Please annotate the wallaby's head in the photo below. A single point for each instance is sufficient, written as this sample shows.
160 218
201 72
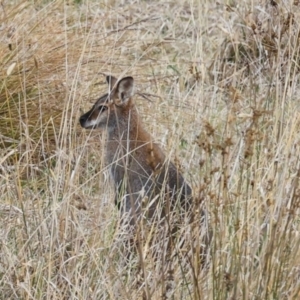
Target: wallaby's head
111 106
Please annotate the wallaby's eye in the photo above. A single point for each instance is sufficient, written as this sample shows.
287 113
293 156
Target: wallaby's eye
102 108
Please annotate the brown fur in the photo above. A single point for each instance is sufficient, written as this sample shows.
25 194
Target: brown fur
138 166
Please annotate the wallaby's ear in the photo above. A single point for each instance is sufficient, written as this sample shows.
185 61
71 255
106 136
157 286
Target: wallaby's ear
111 81
125 89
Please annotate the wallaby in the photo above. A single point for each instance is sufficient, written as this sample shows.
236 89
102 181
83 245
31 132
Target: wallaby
139 168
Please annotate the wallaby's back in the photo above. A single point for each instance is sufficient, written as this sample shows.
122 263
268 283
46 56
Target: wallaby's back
138 166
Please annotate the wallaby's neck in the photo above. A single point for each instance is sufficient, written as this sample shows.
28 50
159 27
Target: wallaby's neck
129 128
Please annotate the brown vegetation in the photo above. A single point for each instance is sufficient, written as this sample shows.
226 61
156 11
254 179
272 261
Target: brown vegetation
218 87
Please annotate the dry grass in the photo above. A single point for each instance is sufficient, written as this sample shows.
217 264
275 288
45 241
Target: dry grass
223 83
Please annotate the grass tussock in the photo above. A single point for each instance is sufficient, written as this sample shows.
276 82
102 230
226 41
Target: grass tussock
222 86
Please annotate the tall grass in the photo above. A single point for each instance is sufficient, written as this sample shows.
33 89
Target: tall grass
222 83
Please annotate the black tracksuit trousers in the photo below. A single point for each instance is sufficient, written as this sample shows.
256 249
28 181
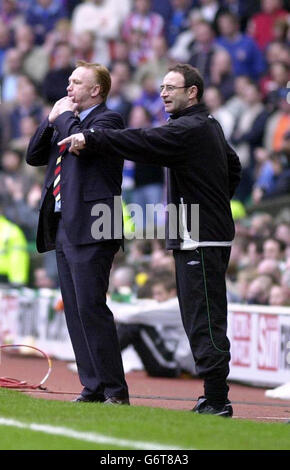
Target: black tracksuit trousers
201 290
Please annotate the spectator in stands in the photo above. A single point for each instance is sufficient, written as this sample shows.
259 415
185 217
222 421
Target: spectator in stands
278 296
12 69
273 249
248 135
159 63
262 24
179 51
203 49
103 17
23 207
214 101
35 58
246 57
236 105
254 252
277 51
178 20
14 258
209 10
42 16
139 29
154 329
259 290
11 12
4 44
270 267
274 83
262 225
27 104
278 125
12 177
56 80
116 100
130 88
221 74
282 232
86 48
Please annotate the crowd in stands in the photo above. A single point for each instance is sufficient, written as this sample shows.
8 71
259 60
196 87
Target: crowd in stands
241 47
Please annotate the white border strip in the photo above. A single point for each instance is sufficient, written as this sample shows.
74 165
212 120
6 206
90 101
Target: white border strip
85 436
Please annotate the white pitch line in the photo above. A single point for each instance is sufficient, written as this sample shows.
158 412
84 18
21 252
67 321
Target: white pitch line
85 436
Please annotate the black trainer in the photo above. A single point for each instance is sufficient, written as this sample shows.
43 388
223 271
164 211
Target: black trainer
203 407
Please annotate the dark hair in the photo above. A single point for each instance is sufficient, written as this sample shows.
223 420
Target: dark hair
102 76
191 77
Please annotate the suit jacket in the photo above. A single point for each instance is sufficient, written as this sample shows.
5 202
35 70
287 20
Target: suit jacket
86 180
203 170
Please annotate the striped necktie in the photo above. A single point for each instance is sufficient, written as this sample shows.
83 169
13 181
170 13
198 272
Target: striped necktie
57 172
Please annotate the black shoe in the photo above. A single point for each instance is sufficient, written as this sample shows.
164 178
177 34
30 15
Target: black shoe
82 399
116 401
203 407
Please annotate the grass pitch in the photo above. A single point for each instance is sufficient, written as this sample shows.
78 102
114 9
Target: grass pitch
38 424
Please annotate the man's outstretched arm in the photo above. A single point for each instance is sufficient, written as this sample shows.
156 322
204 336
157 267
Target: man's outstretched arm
162 146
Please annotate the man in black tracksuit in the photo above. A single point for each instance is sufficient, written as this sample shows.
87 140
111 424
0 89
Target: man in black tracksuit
203 170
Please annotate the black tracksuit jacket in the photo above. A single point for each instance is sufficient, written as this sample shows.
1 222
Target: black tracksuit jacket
202 168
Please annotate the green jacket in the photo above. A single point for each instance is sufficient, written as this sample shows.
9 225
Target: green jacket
14 258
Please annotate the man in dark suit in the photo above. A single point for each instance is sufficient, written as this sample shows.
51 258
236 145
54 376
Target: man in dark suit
73 186
203 172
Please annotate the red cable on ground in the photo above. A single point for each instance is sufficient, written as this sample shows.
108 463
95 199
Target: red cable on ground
8 382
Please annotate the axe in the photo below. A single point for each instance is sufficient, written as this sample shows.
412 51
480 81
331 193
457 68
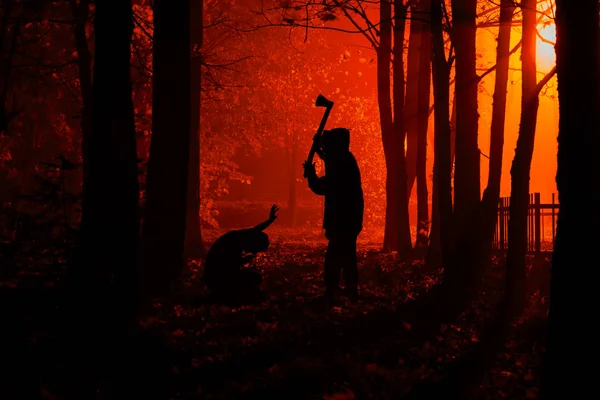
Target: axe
328 104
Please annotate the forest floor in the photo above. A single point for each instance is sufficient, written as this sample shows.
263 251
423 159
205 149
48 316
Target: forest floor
290 345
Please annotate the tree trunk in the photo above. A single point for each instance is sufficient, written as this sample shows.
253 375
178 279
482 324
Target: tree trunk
84 65
163 234
292 152
106 254
411 109
193 238
466 171
491 195
384 99
574 293
442 191
404 238
521 166
424 92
-.-.-
Reproduce every line above exactly as written, omitting the images.

Please annotate the wallaby's head in the photo below. A single point for each instance is sufficient, written as this sample shows.
160 218
201 72
Target: wallaby's head
111 106
Please annotate the wallaby's eye in the photo above. A single point for each instance is sufficient, written as this sample shows.
287 113
293 156
Target: wallaby's eye
102 108
Please annotate the brown fur in the photo above. A single point for each instance is sufficient, written as this sample shows.
25 194
Target: brown fur
138 166
Please annotate the wallaby's ear in the photo above. A single point for each instance is sufficient, written as this sample shows.
185 61
71 255
106 136
157 286
Target: wallaby's ear
111 81
125 89
Please annotate the wallaby in the photo above. A single point for each instance is sufficient, written as this sample shows.
236 89
102 181
83 245
31 132
Target: wallaby
139 168
Please annotate the wallaby's back in the photo above. A single point for each instance is sufficient, written as this sample shows.
122 263
268 283
46 56
Target: wallaby's back
138 166
Please annotate the wallaby's neck in the photo above. A single point for each instance is sufficient, written as this sample shows.
28 50
159 27
Target: wallaby's neck
129 128
Please annotate the brown vegetation in the photo above. A single point for each instance is sufficient, written as this sample shows.
226 61
156 11
254 179
272 261
Target: brown vegetation
218 87
Please annotate the dry grass in the photo above. A single point for each instance is sufficient, written as this sample shows.
217 264
275 288
45 241
Target: dry grass
223 83
Please annotate the grass tussock in the photo above. A single point for each instance is sufficient, written as this sample shows.
276 82
102 230
226 41
Target: grass tussock
222 86
Please annotate the tall grass in the photo above. A single point for each instance is sufficient, written as this sample shows.
33 89
Target: tall grass
222 83
Please annotate the black tracksuit trousers in the photo below. A single point for each instance is sufficient, written as this sample shows.
256 249
28 181
Target: black tracksuit trousers
201 290
Please annotate the spectator in stands in the photo above. A single point for each instance is sufficient, written as this sample shows.
259 415
185 217
222 421
Target: spectator in stands
278 296
12 69
273 249
248 135
159 63
262 24
179 51
203 49
103 17
23 207
214 101
35 58
246 57
236 105
254 252
277 51
178 20
14 258
209 10
42 16
139 29
154 329
259 290
11 12
4 44
270 267
274 83
262 225
27 104
278 125
12 177
56 80
116 100
130 88
221 74
282 232
86 48
Please annotate the crowd in stands in the photo above. A single point for each instance is sufficient, written as this sample shows.
8 71
259 60
196 87
Target: crowd in stands
241 47
Please annotate the white border strip in the photo above. A single point for each instance is sufficient, written as this sample shows.
74 165
212 120
6 206
90 101
Target: white border strip
85 436
Please annotate the white pitch line in the photo above. A single point for each instance is sufficient, written as this sample shows.
158 412
84 18
21 252
67 321
Target: white pitch line
85 436
Please annotate the black trainer in the photo above. A single point for each instance is sufficient, written as this sample shows.
43 388
223 271
164 211
Target: black trainer
203 407
Please annotate the dark hair in the photo above. A single point for each instance is sufficient, written as this sample shows.
223 420
Target: dark hair
102 76
191 77
Please annotate the suit jacket in the photo above. A single point for each instance is sufficient, written as this sample shows.
5 202
35 70
287 20
Target: suit jacket
86 180
203 170
Please annotate the striped necktie in the photo above. A single point for each instance is sufficient, written as this sample shows.
83 169
13 181
170 13
198 272
Target: striped necktie
57 172
Please annotate the black shoe in the photo above. A single point for each instance is sufficient, written as this sample shows.
164 178
177 34
30 15
Target: black shoe
82 399
116 401
203 407
Please annotate the grass pitch in the photo above. A single point for each instance is sufficient, written as this sample shows.
78 102
114 9
Target: grass pitch
38 424
Please annotate the man's outstretched arm in the photo above. A single point for each instance is sufficient, written as this sample shows.
156 322
204 336
157 267
Target: man's outstretched arm
162 146
Please annotate the man in black tracksuit in the photo above. A single point for each instance is sufficient, written as this sample shows.
87 140
111 424
0 89
Target: man in black tracksuit
203 170
Please annotate the black tracksuit jacket in the photo above. A single point for each instance is sufficient, written as this sample shows.
1 222
Target: black tracksuit jacket
202 168
Please annotate the green jacket in the photo above. A single point for each instance is sufficient, written as this sample shows.
9 225
Target: green jacket
14 258
Please annotate the man in dark suit in the photo above. A single point for each instance is sufficient, written as this sample shows.
51 258
236 145
54 376
Target: man in dark suit
73 186
203 172
Please annotate the red cable on ground in the photo above. A single point for each instance is sufficient, written as this sample shows.
108 463
95 199
Target: red cable on ground
8 382
Please annotate the axe in the photo below. A single point for each instance is sufficient, written as this sample shows.
412 51
480 81
331 193
457 68
Target: axe
328 104
Please annotate the forest floor in the photo above. A single point for each instance is sufficient, written as this sample shows.
263 251
423 159
205 149
48 316
Target: forest floor
290 345
Please annotate the tree trunk in the photo above. A single point for each instance is sufficient, written as this sample shows.
253 375
178 279
482 324
Target: tree trunk
84 65
163 234
292 152
106 254
411 109
193 238
466 171
491 195
384 99
574 293
442 191
404 238
521 166
424 92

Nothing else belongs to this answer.